**TEXT SECTION:**
━━━━

Chart-toppers Six60 have written a new chapter in their rich history - becoming the first Kiwi band to headline a gig at world-famous sporting ground Eden Park.
A sell-out crowd of about 50,000 were in attendance for the historic night; a gig that followed a successful consent bid with Auckland Council to be able to host music events there.
Before taking to the stage at Eden Park last night, as well as having a series of chart-topping singles and albums, Six60 was the first Kiwi band to sell-out Auckland's other iconic venue Western Springs - which they have now done twice.
The crowd rose to their feet as the band took to the stage just after 8.30pm.
They started with their huge hit, Don't Forget Your Roots, with lead singer Matiu Walters telling the crowd: "What's up New Zealand? We are finally here. We did it New Zealand. We are the first band to play Eden Park."
And in an Anzac Day eve tribute, the New Zealand Defence Force band joined Six60 on stage as they performed White Lines.

━━━━

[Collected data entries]
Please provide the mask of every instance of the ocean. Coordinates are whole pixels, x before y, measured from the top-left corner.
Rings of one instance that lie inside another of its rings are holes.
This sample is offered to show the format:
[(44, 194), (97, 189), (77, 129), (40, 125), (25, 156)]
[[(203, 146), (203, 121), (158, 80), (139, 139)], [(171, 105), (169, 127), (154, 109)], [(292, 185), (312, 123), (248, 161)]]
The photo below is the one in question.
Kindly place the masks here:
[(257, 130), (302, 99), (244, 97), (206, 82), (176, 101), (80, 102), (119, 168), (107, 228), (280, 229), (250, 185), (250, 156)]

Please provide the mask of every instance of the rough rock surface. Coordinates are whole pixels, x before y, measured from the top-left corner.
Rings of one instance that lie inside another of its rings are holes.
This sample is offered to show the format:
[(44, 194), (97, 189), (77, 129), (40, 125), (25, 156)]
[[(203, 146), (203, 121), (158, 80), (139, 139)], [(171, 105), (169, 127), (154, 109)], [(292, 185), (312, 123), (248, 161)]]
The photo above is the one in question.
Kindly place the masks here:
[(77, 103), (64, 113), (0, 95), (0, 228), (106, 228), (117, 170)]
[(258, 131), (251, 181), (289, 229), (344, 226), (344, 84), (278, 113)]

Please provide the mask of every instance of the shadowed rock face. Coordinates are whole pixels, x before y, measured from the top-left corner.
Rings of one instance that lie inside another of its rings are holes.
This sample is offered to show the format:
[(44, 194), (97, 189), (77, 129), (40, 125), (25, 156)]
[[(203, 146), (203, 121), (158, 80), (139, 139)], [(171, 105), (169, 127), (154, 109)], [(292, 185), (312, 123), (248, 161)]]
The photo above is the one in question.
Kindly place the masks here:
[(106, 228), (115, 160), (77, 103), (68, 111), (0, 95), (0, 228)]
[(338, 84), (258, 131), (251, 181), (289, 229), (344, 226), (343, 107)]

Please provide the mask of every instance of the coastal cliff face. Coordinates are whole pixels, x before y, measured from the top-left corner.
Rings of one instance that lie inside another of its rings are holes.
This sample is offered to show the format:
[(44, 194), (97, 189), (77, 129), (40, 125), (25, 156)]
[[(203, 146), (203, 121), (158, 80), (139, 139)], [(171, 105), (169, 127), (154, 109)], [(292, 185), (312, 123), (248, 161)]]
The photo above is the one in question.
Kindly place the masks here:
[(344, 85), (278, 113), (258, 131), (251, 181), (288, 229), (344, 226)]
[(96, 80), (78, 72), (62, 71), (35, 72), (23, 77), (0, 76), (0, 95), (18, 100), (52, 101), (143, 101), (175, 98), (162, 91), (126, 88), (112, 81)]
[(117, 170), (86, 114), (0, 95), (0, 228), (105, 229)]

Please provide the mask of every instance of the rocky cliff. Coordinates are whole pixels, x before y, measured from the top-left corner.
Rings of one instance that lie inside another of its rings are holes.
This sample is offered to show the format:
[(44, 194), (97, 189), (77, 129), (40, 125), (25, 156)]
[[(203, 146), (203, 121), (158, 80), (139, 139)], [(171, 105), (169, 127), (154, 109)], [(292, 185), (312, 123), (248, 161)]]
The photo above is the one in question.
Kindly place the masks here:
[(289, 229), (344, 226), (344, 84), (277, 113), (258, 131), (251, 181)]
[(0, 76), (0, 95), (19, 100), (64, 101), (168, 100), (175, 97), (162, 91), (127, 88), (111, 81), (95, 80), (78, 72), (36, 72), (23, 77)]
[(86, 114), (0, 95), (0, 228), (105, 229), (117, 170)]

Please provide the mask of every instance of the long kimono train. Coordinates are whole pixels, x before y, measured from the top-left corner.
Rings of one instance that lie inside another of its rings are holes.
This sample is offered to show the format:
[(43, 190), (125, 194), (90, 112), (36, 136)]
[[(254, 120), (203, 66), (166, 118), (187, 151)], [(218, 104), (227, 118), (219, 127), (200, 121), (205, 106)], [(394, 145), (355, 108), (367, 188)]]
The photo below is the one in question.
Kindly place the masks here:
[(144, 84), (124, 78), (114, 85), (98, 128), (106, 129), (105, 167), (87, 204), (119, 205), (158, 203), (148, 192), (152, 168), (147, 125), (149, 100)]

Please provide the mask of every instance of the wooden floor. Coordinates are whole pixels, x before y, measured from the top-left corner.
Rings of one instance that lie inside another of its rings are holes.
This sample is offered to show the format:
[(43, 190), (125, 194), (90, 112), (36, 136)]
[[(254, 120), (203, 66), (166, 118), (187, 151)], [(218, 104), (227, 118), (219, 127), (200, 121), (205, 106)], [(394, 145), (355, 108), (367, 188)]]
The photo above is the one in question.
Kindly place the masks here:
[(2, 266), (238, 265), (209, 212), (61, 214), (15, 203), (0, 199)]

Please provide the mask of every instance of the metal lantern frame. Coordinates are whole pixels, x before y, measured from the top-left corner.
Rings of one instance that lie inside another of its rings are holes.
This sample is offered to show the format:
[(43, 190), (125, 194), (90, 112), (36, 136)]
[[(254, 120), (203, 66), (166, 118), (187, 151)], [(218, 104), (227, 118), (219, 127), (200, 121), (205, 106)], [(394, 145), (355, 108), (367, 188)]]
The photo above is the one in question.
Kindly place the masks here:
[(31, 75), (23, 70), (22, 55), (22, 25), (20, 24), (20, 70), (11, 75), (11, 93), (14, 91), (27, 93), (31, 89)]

━━━━

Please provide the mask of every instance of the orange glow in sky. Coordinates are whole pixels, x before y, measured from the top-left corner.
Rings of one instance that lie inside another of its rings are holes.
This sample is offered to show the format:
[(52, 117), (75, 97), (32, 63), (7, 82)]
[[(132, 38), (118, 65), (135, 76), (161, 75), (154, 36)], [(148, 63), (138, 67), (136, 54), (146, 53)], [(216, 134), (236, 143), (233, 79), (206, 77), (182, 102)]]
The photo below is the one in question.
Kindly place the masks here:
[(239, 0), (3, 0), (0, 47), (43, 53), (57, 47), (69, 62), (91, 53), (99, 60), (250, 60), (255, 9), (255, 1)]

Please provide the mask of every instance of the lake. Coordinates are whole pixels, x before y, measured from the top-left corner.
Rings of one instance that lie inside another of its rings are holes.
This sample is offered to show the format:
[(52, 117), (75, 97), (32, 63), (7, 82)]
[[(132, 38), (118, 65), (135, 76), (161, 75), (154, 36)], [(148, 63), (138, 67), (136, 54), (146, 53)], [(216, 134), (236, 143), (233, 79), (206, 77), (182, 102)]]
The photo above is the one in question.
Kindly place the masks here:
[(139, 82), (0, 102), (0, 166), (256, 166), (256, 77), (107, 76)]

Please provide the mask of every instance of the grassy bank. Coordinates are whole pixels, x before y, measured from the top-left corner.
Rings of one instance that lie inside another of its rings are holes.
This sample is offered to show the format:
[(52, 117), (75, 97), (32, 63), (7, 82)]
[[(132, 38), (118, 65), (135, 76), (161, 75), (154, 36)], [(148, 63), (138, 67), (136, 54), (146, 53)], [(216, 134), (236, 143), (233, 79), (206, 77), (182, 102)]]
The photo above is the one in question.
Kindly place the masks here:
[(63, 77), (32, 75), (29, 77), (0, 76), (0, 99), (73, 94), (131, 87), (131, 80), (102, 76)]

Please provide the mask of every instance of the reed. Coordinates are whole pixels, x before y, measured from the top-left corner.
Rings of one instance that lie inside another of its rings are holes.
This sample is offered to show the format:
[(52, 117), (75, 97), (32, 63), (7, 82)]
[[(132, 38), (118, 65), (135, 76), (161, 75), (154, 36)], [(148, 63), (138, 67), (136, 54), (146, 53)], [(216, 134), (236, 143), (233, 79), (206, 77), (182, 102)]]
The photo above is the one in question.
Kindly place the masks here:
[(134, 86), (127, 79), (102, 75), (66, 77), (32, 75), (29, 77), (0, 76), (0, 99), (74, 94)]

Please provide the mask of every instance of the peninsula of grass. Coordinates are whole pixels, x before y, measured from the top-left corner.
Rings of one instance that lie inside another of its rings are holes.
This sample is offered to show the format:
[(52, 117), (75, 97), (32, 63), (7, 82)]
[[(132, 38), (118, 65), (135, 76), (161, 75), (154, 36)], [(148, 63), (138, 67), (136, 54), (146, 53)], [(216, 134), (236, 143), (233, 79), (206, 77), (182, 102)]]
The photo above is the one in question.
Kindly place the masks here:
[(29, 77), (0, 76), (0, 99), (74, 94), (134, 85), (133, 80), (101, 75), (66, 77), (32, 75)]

━━━━

**WHAT TO PRODUCE:** Rewrite the article starting with "Before taking to" and going on through "now done twice.", replacing "iconic" with "renowned". Rely on the article alone and disregard the data.

**RESULT OF THE TASK:**
Before taking to the stage at Eden Park last night, as well as having a series of chart-topping singles and albums, Six60 was the first Kiwi band to sell-out Auckland's other renowned venue Western Springs - which they have now done twice.